**Directions:**
Gather every line of the listing below that contains the word "cake", and copy each one unchanged.
+++ Supplied entries +++
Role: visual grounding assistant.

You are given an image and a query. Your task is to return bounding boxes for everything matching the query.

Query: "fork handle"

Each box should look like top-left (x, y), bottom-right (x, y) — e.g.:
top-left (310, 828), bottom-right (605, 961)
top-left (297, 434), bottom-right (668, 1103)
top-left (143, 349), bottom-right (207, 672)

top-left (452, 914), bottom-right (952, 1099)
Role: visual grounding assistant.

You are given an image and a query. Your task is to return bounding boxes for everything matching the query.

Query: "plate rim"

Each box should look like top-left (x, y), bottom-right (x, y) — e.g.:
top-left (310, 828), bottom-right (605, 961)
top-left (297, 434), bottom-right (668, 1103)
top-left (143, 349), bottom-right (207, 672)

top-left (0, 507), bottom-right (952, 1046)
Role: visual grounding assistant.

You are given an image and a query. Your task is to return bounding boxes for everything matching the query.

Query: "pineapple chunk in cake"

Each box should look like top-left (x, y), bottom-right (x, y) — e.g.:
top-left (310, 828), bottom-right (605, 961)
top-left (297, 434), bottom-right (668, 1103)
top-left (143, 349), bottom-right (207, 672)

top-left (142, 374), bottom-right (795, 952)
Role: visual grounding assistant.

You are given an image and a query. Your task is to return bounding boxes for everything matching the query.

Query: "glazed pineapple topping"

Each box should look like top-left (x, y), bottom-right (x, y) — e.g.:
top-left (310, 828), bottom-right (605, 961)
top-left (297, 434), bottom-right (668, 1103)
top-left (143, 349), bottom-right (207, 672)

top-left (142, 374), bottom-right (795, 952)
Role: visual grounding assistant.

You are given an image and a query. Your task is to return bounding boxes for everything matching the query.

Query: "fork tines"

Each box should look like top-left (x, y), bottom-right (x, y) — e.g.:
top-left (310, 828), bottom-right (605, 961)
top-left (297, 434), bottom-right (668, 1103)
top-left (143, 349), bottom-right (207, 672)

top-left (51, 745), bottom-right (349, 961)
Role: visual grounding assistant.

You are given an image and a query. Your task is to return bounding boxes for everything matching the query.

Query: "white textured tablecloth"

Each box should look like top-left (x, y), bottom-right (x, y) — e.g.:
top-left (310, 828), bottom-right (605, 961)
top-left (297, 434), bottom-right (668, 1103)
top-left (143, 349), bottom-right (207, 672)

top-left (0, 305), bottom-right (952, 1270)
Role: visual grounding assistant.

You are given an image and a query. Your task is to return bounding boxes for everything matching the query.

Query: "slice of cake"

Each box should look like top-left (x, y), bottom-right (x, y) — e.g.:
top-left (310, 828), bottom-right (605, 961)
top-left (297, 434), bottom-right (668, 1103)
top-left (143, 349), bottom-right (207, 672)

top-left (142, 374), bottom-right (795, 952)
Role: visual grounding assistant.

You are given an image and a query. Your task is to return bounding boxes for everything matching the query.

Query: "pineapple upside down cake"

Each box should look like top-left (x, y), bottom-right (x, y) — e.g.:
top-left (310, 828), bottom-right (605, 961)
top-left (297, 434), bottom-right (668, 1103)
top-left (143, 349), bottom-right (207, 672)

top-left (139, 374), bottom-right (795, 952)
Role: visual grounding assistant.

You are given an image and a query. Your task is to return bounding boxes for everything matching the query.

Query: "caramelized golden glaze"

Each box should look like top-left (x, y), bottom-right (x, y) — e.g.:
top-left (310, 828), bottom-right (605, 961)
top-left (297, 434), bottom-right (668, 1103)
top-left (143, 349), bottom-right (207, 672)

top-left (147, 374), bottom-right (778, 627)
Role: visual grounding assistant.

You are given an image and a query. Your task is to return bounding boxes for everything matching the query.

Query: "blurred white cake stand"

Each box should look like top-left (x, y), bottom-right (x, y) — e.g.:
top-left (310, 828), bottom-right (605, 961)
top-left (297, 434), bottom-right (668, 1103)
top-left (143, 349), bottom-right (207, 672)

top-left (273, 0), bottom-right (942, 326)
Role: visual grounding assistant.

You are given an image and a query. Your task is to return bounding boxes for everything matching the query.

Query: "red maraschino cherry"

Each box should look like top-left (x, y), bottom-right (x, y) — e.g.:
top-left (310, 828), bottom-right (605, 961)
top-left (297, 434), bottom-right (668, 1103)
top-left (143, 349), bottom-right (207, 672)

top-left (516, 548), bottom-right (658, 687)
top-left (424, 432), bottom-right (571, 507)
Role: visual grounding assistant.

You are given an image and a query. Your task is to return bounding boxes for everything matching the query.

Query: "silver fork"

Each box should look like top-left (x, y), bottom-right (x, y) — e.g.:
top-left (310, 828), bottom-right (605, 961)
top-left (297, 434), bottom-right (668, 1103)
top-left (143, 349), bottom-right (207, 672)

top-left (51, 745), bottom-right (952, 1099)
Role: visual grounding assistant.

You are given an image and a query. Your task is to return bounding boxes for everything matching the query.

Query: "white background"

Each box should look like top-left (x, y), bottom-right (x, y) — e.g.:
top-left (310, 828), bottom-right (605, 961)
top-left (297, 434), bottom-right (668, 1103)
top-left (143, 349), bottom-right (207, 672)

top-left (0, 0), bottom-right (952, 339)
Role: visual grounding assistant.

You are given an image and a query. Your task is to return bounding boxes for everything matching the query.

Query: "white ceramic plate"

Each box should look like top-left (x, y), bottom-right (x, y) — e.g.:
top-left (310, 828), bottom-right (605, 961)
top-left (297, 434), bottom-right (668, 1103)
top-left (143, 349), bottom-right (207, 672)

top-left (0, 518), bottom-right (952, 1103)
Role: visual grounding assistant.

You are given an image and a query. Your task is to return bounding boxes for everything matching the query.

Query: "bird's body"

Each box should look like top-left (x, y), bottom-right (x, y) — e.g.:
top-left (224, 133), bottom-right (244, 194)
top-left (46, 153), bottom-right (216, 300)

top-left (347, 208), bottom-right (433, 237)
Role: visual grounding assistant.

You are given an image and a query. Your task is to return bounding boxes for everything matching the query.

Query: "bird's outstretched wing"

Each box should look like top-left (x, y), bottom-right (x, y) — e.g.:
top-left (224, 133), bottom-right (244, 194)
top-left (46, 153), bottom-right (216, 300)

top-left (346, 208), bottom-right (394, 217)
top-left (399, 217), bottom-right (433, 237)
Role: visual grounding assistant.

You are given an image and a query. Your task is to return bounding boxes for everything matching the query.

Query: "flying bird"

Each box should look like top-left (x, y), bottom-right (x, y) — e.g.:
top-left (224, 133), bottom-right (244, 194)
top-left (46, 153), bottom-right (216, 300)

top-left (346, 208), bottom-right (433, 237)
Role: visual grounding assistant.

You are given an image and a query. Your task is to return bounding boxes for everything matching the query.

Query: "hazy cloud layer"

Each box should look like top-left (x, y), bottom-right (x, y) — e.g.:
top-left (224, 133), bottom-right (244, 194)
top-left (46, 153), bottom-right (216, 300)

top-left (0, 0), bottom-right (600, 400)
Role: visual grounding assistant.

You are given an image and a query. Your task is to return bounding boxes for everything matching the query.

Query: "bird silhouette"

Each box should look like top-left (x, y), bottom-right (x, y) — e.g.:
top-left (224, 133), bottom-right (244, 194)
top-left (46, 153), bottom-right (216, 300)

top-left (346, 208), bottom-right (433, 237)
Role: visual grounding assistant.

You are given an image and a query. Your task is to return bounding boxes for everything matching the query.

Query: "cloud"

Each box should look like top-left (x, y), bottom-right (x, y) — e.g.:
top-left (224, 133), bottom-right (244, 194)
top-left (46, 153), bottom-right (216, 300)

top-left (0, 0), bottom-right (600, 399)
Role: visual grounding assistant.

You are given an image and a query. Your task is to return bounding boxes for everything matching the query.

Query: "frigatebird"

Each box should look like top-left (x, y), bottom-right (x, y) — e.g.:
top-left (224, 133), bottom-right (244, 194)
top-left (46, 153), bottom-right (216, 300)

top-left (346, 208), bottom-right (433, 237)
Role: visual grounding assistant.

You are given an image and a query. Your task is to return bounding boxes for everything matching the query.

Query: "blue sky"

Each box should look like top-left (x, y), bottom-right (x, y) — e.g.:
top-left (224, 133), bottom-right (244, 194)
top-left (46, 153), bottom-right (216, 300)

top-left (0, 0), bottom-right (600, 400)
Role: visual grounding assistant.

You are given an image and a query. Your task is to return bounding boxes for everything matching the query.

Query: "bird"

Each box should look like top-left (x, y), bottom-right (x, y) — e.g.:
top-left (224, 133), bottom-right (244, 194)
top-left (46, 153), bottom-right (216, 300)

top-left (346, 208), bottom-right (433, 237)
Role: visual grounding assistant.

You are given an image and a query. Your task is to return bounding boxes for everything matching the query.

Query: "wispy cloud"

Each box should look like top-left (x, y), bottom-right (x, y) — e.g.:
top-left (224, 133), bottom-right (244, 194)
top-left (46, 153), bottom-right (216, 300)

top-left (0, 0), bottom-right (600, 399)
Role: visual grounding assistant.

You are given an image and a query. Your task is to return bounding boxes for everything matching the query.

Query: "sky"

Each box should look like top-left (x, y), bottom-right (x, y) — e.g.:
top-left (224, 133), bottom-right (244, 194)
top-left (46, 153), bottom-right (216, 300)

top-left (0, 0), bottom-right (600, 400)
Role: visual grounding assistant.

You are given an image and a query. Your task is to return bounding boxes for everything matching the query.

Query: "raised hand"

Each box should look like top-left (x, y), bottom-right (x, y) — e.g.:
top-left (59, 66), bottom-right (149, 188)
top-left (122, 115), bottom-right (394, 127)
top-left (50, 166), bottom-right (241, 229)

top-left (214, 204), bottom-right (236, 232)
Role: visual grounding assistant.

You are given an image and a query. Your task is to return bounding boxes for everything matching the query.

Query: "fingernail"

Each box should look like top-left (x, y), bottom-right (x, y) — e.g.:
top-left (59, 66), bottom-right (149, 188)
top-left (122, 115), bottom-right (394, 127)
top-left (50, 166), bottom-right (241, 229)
+++
**Task result:**
Query: "pineapple chunk in cake"
Query: "slice of cake"
Query: "pineapple upside down cake"
Query: "blurred white cake stand"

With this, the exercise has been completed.